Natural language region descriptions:

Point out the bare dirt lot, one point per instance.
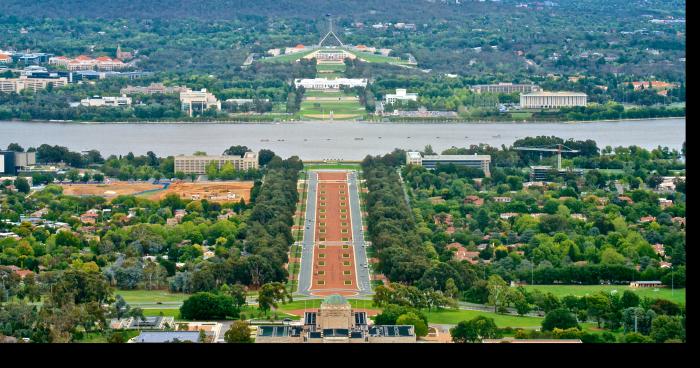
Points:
(231, 191)
(228, 191)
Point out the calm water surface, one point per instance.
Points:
(326, 140)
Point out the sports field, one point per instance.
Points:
(338, 109)
(676, 296)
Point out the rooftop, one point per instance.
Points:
(558, 93)
(335, 299)
(457, 157)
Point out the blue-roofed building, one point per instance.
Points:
(335, 322)
(166, 336)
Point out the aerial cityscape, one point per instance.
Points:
(292, 172)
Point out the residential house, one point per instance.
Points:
(475, 200)
(659, 249)
(665, 203)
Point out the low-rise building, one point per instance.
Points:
(153, 88)
(643, 284)
(198, 164)
(11, 162)
(84, 62)
(34, 84)
(505, 88)
(166, 337)
(552, 100)
(198, 101)
(400, 95)
(431, 161)
(335, 322)
(97, 101)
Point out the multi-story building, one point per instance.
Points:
(34, 84)
(11, 162)
(400, 95)
(335, 322)
(550, 100)
(431, 161)
(97, 101)
(198, 101)
(153, 89)
(198, 164)
(505, 88)
(324, 83)
(83, 62)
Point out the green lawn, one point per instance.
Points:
(166, 312)
(502, 320)
(323, 108)
(150, 296)
(581, 290)
(94, 337)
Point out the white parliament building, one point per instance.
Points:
(544, 100)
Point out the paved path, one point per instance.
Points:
(358, 238)
(306, 267)
(307, 243)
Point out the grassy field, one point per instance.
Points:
(581, 290)
(166, 312)
(150, 296)
(456, 316)
(315, 303)
(340, 109)
(375, 58)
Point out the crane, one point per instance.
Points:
(558, 150)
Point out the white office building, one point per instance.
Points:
(198, 101)
(97, 101)
(400, 95)
(552, 100)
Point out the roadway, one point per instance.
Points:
(307, 243)
(364, 282)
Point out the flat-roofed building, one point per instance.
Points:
(166, 336)
(34, 84)
(552, 100)
(431, 161)
(198, 164)
(414, 158)
(198, 101)
(96, 101)
(400, 95)
(325, 83)
(153, 88)
(505, 88)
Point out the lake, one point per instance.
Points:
(327, 140)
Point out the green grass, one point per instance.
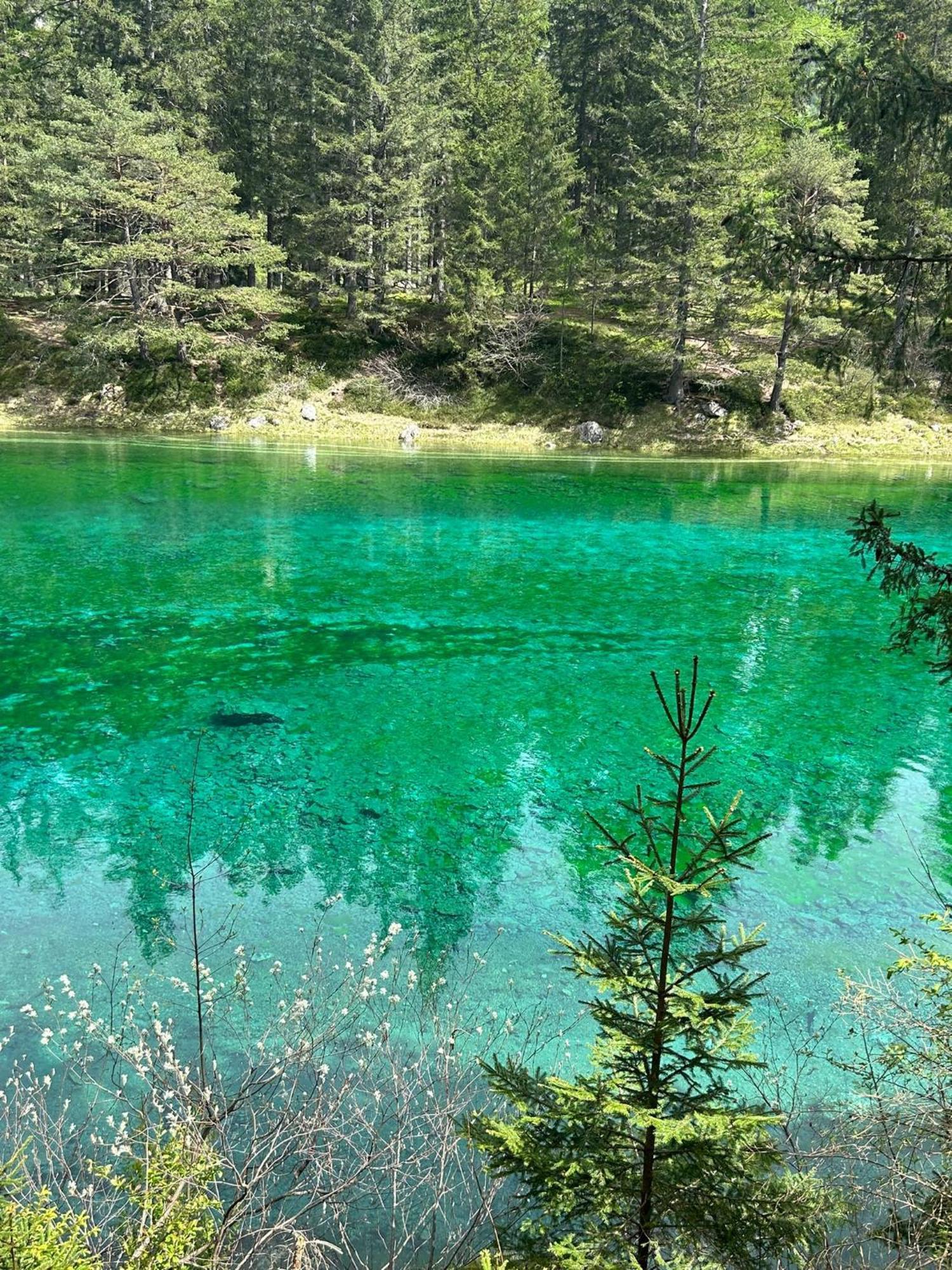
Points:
(265, 354)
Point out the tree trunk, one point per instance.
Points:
(643, 1250)
(906, 294)
(675, 396)
(784, 349)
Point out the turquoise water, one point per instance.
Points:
(459, 648)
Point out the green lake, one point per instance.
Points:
(460, 652)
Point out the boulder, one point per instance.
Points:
(592, 434)
(112, 397)
(714, 411)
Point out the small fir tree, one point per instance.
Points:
(654, 1158)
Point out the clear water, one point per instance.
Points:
(459, 648)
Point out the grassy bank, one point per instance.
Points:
(274, 369)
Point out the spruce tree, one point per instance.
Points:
(658, 1156)
(814, 209)
(134, 208)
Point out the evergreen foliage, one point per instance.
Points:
(657, 1158)
(923, 585)
(412, 173)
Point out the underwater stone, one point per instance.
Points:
(241, 719)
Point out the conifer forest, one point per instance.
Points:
(475, 634)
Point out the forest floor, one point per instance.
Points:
(352, 406)
(657, 431)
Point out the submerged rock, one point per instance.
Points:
(112, 397)
(241, 719)
(592, 434)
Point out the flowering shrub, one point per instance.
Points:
(261, 1117)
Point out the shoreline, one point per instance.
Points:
(651, 439)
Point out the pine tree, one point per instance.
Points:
(136, 209)
(511, 164)
(656, 1158)
(814, 209)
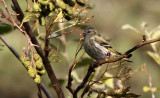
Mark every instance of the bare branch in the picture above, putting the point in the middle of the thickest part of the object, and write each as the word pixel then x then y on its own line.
pixel 95 64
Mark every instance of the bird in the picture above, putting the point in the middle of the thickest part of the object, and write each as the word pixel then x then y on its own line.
pixel 96 46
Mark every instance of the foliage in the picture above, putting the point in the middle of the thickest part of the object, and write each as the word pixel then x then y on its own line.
pixel 52 20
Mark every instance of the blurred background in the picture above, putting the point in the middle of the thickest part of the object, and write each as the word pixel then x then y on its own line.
pixel 109 17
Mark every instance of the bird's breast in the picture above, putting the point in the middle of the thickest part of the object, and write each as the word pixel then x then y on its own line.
pixel 95 50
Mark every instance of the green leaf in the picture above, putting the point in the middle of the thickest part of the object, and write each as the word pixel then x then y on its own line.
pixel 29 16
pixel 155 56
pixel 156 34
pixel 5 28
pixel 83 62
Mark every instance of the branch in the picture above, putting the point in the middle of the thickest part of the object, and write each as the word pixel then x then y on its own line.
pixel 46 62
pixel 45 90
pixel 95 64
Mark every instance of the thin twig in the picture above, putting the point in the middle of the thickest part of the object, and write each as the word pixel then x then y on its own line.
pixel 46 62
pixel 10 16
pixel 94 65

= Task brief =
Go through the entries and copy every line that has "field".

= Answer section =
Point out the sports field, one point per instance.
Point out the grassy field, one point per instance.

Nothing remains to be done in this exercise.